# Image point annotation entries:
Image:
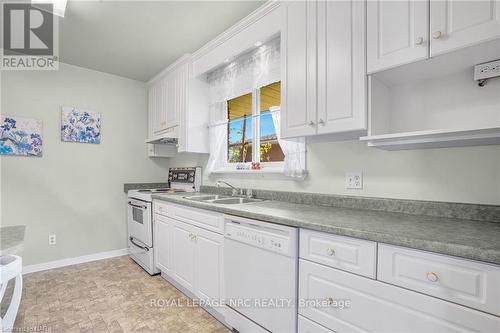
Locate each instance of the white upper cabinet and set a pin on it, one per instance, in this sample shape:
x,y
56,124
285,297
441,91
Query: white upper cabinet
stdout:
x,y
323,70
341,67
178,107
457,24
298,100
397,33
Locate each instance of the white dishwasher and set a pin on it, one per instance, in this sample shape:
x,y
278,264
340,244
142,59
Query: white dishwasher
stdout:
x,y
260,276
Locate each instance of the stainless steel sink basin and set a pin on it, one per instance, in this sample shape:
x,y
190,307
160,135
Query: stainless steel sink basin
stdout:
x,y
232,201
206,197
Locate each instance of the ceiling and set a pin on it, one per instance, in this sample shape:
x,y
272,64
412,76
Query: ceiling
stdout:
x,y
137,39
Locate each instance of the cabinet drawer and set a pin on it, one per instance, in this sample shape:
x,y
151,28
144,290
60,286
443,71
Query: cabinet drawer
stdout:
x,y
346,253
349,303
462,281
199,217
309,326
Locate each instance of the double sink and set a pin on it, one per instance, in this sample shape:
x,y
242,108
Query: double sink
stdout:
x,y
221,199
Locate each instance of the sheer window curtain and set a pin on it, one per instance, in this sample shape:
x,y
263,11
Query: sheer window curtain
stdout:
x,y
250,71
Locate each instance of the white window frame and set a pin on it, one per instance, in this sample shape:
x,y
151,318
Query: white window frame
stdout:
x,y
266,167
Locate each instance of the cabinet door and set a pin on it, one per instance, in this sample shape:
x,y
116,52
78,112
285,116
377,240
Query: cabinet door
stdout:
x,y
163,243
458,23
209,267
183,261
158,106
298,95
397,33
341,66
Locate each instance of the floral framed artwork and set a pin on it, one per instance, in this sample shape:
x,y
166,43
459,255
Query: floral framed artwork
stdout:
x,y
20,136
80,126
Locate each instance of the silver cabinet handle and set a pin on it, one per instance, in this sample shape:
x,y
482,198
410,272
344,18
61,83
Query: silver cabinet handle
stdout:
x,y
437,34
145,248
432,277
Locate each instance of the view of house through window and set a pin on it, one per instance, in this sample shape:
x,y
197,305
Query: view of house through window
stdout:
x,y
244,116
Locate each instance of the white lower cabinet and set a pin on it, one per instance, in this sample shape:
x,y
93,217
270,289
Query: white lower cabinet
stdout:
x,y
465,282
163,243
351,303
191,256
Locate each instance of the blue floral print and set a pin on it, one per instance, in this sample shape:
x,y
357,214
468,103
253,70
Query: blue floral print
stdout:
x,y
80,126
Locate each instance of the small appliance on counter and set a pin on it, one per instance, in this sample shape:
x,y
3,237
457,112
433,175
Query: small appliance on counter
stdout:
x,y
140,214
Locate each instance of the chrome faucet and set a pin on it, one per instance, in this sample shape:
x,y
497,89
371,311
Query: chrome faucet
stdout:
x,y
235,190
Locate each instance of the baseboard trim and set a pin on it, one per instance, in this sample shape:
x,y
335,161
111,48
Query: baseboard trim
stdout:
x,y
73,261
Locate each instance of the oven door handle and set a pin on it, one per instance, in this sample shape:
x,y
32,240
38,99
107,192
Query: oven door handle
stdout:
x,y
145,248
137,206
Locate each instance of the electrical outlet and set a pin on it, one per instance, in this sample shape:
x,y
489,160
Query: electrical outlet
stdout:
x,y
52,239
354,180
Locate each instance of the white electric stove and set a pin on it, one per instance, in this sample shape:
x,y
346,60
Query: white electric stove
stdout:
x,y
140,214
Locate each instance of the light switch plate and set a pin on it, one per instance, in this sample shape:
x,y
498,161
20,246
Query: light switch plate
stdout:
x,y
354,180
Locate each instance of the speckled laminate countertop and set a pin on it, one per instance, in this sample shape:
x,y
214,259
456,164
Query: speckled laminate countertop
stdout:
x,y
470,239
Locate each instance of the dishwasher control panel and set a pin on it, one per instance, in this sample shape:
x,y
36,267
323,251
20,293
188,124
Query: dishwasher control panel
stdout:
x,y
276,241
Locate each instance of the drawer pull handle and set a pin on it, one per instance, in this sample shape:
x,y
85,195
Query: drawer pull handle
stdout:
x,y
432,277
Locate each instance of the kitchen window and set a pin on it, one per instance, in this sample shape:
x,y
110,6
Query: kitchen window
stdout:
x,y
250,124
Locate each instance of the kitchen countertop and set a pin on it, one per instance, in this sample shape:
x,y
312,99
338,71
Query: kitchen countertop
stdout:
x,y
470,239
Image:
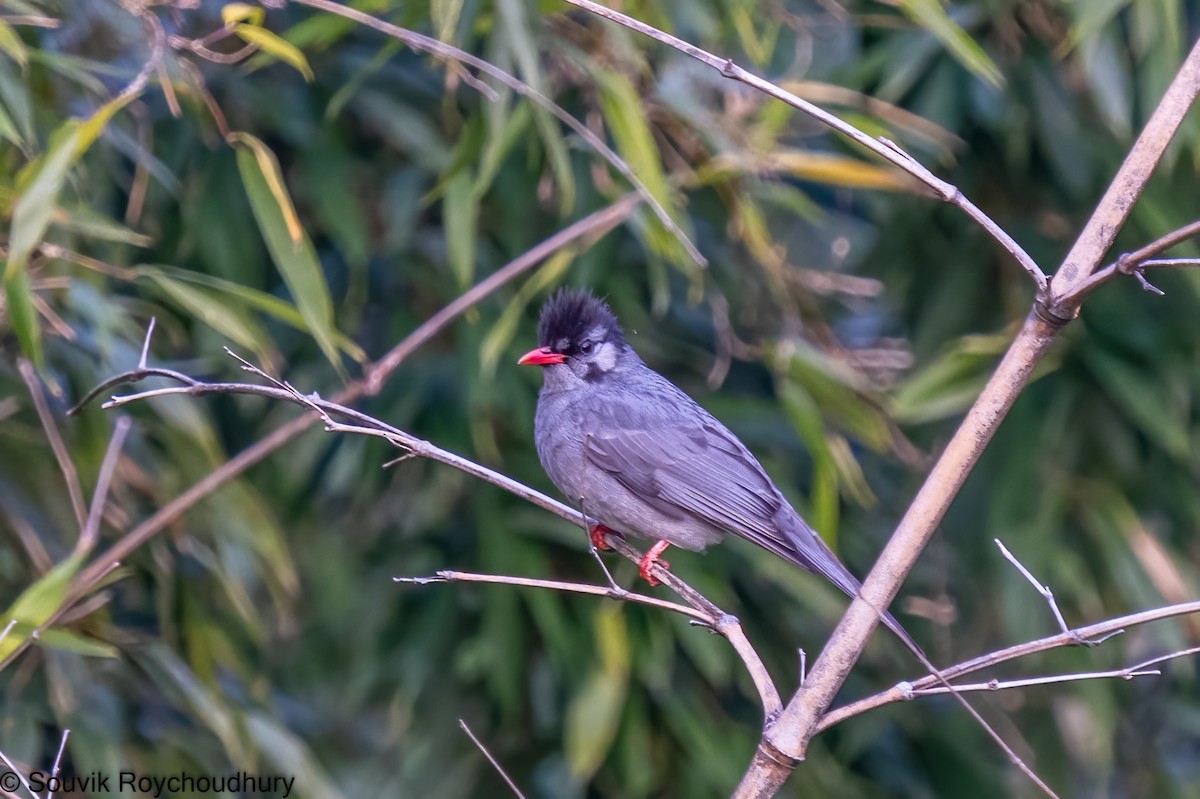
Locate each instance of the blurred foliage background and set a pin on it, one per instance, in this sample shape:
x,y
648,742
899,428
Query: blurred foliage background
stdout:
x,y
843,325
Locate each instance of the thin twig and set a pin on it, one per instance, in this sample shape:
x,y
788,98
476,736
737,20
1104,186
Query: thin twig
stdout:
x,y
13,768
75,491
491,760
9,626
376,376
1098,631
449,576
714,617
592,226
887,150
1133,263
442,50
107,469
1042,589
30,20
586,523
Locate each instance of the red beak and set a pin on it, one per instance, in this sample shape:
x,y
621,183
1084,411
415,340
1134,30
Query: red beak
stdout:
x,y
541,356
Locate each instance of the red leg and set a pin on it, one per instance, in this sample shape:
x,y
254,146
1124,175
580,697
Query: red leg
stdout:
x,y
598,533
649,559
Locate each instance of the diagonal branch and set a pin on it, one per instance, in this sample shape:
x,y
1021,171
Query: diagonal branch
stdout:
x,y
449,53
701,607
1133,263
592,224
70,475
1099,631
885,149
786,742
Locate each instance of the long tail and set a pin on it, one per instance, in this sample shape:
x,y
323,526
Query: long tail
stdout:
x,y
809,552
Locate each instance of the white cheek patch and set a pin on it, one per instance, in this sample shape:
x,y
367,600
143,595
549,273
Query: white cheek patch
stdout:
x,y
606,359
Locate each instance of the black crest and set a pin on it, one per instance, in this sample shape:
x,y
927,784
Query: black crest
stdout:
x,y
574,314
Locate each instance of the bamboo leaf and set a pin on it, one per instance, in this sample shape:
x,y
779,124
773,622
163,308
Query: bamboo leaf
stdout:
x,y
241,12
37,604
286,240
931,16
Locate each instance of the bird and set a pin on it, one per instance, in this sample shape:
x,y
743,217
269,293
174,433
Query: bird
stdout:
x,y
641,457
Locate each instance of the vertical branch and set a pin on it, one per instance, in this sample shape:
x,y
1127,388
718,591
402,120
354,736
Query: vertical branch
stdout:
x,y
785,744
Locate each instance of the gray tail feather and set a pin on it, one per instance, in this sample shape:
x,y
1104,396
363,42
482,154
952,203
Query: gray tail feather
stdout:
x,y
817,558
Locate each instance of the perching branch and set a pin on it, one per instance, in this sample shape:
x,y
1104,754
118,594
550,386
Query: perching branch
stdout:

# Request:
Output exactly the lines above, from the one holding "Locate each instance of the black" through the end of the data, including the first and last.

# Reply to the task:
Locate each instance of the black crest and set a pin on it, one per instance, in this sample shape:
x,y
927,784
Query: black crest
stdout:
x,y
574,314
Locate each instance of the bamboo leaf and set a pin on it, one per instance, in this sample shape:
x,y
779,124
773,622
163,308
Query: bamboo leaf
stdout:
x,y
241,12
37,604
286,240
931,16
Locate each instance of the bird and set a pin on it, one per instance, in this sample shape:
x,y
743,217
269,293
174,433
Query: bird
stdout:
x,y
641,457
Locate each instance of the vertical branch and set a pin on it, one per instance, in this sample shape:
x,y
1127,388
718,591
402,120
354,736
Query: vertical branch
stdout:
x,y
785,744
Locate each instance of the gray tail feather and set a pin on it, one per instance, in this sample shape:
x,y
1104,396
363,42
482,154
952,203
Query: gray tail feather
stdout:
x,y
817,558
Locate each instance of the perching branch and set a pin on it, one per instance, in this sample shape:
x,y
1104,754
118,594
550,386
Query: perching branch
stdout:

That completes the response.